The Library of Female Pirates has thus far focused on historical accounts of real people. But today, let’s have a look at one of my favorite pirate stories: Queen of the Black Coast, by Robert E. Howard, featuring Conan’s brief and ill-fated romance with Bêlit.

The following pages are excerpted from The Coming of Conan the Cimmerian, Random House 2002, compiled by Patrice Louinet, editor, and illustrated by Mark Schultz. It presents the first thirteen Conan stories in their original versions, in the order Howard wrote them. My only criticism is the exceedingly small font size for the text, with letters so thin they practically disappear into the page. The book’s completeness and Schultz’s beautiful artwork make this a worthy paperback anyway, and I suppose you could buy the Kindle version instead of investing in a magnifying glass for the print edition.


In his Foreword, Schultz calls Queen of the Black Coast one of the “indisputable classics of fantastic short fiction, richly deserving recognition and appreciation outside the genre.” You can also appreciate it outside the printed page by listening to a reading of the entire tale, free of charge, at Librivox: Conan and the Queen of the Black Coast. (You have the options to either stream it or download the audio files so you have your own copy.)

________________________

> _Problem 1_:
Write out the Queen of the Black Coast passage in full, word for word.

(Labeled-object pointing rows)
________________________

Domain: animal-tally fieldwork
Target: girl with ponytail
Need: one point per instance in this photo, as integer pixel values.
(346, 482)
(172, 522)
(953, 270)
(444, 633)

________________________

> _Problem 2_:
Put each line of the rows above into a JSON list of strings, one string per line, leaving out blank lines.

> _Result 1_:
The Library of Female Pirates has thus far focused on historical accounts of real people. But today, let’s have a look at one of my favorite pirate stories: Queen of the Black Coast, by Robert E. Howard, featuring Conan’s brief and ill-fated romance with Bêlit.

The following pages are excerpted from The Coming of Conan the Cimmerian, Random House 2002, compiled by Patrice Louinet, editor, and illustrated by Mark Schultz. It presents the first thirteen Conan stories in their original versions, in the order Howard wrote them. My only criticism is the exceedingly small font size for the text, with letters so thin they practically disappear into the page. The book’s completeness and Schultz’s beautiful artwork make this a worthy paperback anyway, and I suppose you could buy the Kindle version instead of investing in a magnifying glass for the print edition.


In his Foreword, Schultz calls Queen of the Black Coast one of the “indisputable classics of fantastic short fiction, richly deserving recognition and appreciation outside the genre.” You can also appreciate it outside the printed page by listening to a reading of the entire tale, free of charge, at Librivox: Conan and the Queen of the Black Coast. (You have the options to either stream it or download the audio files so you have your own copy.)

> _Result 2_:
[
  "Domain: animal-tally fieldwork",
  "Target: girl with ponytail",
  "Need: one point per instance in this photo, as integer pixel values.",
  "(346, 482)",
  "(172, 522)",
  "(953, 270)",
  "(444, 633)"
]